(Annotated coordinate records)
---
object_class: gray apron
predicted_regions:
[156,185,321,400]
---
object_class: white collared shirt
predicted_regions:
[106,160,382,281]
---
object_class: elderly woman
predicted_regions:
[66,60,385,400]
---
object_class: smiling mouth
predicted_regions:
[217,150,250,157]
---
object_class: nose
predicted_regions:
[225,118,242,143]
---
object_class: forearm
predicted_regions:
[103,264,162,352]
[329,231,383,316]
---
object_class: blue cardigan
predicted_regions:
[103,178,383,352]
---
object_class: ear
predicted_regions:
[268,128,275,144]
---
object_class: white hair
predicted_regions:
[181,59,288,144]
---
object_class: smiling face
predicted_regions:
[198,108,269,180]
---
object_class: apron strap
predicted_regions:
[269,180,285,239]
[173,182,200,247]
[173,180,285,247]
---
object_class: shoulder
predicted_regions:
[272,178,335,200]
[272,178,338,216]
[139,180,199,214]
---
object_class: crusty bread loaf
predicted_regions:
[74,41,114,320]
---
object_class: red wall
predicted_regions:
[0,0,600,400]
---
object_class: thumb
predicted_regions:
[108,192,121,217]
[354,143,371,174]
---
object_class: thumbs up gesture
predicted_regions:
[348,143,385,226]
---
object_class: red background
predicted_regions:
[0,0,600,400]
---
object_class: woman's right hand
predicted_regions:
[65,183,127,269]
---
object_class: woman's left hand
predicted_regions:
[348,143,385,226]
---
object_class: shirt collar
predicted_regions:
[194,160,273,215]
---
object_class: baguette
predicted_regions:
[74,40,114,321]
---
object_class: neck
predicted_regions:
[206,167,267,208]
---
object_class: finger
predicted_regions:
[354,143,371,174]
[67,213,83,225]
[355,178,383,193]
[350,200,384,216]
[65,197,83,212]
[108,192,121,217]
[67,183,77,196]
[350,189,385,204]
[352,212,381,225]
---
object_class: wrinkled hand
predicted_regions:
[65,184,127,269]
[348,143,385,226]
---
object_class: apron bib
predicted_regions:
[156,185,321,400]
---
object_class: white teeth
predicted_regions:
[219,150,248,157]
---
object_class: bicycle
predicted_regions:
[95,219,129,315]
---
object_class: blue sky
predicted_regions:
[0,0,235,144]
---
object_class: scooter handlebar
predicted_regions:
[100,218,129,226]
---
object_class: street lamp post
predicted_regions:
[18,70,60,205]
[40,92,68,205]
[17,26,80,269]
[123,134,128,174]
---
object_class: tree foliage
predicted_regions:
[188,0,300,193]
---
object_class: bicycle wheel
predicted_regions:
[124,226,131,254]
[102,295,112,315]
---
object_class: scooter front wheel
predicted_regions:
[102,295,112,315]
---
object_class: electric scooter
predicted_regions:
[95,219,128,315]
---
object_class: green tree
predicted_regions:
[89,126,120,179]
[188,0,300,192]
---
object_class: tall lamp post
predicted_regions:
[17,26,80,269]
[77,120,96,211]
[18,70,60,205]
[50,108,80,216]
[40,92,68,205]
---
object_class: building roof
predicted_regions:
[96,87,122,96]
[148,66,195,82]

→ WORK REQUIRED: Render every line of the listing above as a JSON list of strings, one string per line, leaving out blank lines.

→ THE COMPLETED TASK:
[
  "---",
  "object_class: gray apron",
  "predicted_regions:",
  "[156,185,321,400]",
  "---",
  "object_class: white collared shirt",
  "predicted_regions:",
  "[106,160,382,281]",
  "---",
  "object_class: elderly woman",
  "predicted_regions:",
  "[66,60,385,400]",
  "---",
  "object_class: smiling mouth",
  "predicted_regions:",
  "[217,150,250,157]",
  "---",
  "object_class: nose",
  "predicted_regions:",
  "[225,118,242,143]",
  "---",
  "object_class: forearm",
  "predicted_regions:",
  "[103,264,162,352]",
  "[329,231,383,316]",
  "---",
  "object_class: blue cardigan",
  "predicted_regions:",
  "[103,178,383,352]",
  "---",
  "object_class: ear",
  "predicted_regions:",
  "[268,128,275,144]",
  "---",
  "object_class: white hair",
  "predicted_regions:",
  "[181,59,288,144]",
  "---",
  "object_class: smiling face",
  "predicted_regions:",
  "[198,108,269,180]",
  "---",
  "object_class: apron strap",
  "predicted_regions:",
  "[269,180,285,239]",
  "[173,182,200,247]",
  "[173,180,285,247]",
  "---",
  "object_class: shoulder",
  "predicted_regions:",
  "[272,178,335,200]",
  "[272,178,338,216]",
  "[139,180,199,214]",
  "---",
  "object_class: crusty bread loaf",
  "predicted_regions:",
  "[74,41,114,320]",
  "---",
  "object_class: red wall",
  "predicted_regions:",
  "[0,0,600,400]",
  "---",
  "object_class: thumb",
  "predicted_regions:",
  "[108,192,121,217]",
  "[354,143,371,174]",
  "---",
  "object_class: thumbs up gesture",
  "predicted_regions:",
  "[348,143,385,226]",
  "---",
  "object_class: red background",
  "predicted_regions:",
  "[0,0,600,400]",
  "---",
  "object_class: woman's right hand",
  "predicted_regions:",
  "[65,183,127,269]",
  "---",
  "object_class: woman's left hand",
  "predicted_regions:",
  "[348,143,385,226]",
  "---",
  "object_class: shirt collar",
  "predicted_regions:",
  "[194,160,273,215]",
  "---",
  "object_class: baguette",
  "predicted_regions:",
  "[74,40,114,321]",
  "---",
  "object_class: neck",
  "predicted_regions:",
  "[206,167,267,208]",
  "---",
  "object_class: finger",
  "predicted_regions:",
  "[354,143,371,174]",
  "[67,213,83,225]",
  "[355,178,383,193]",
  "[350,200,384,216]",
  "[65,197,83,212]",
  "[108,192,121,217]",
  "[67,183,77,196]",
  "[350,189,385,204]",
  "[352,212,381,225]",
  "---",
  "object_class: wrinkled hand",
  "predicted_regions:",
  "[65,184,127,269]",
  "[348,143,385,226]",
  "---",
  "object_class: apron bib",
  "predicted_regions:",
  "[156,185,321,400]",
  "---",
  "object_class: white teeth",
  "predicted_regions:",
  "[219,150,248,157]",
  "---",
  "object_class: bicycle",
  "predicted_regions:",
  "[95,219,129,315]",
  "---",
  "object_class: blue sky",
  "predicted_regions:",
  "[0,0,235,144]",
  "---",
  "object_class: scooter handlebar",
  "predicted_regions:",
  "[100,218,129,226]",
  "---",
  "object_class: street lamp post",
  "predicted_regions:",
  "[18,70,60,205]",
  "[40,92,68,205]",
  "[17,26,80,269]",
  "[123,134,128,174]",
  "---",
  "object_class: tree foliage",
  "predicted_regions:",
  "[188,0,300,193]",
  "---",
  "object_class: bicycle wheel",
  "predicted_regions:",
  "[124,226,131,254]",
  "[102,295,112,315]",
  "---",
  "object_class: scooter front wheel",
  "predicted_regions:",
  "[102,295,112,315]",
  "---",
  "object_class: electric scooter",
  "predicted_regions:",
  "[95,219,128,315]",
  "---",
  "object_class: green tree",
  "predicted_regions:",
  "[89,126,120,179]",
  "[188,0,300,192]",
  "---",
  "object_class: tall lamp post",
  "predicted_regions:",
  "[17,26,80,269]",
  "[77,120,96,211]",
  "[18,70,60,205]",
  "[50,108,80,216]",
  "[40,92,68,205]",
  "---",
  "object_class: building roof",
  "predicted_regions:",
  "[96,87,122,96]",
  "[148,66,195,82]"
]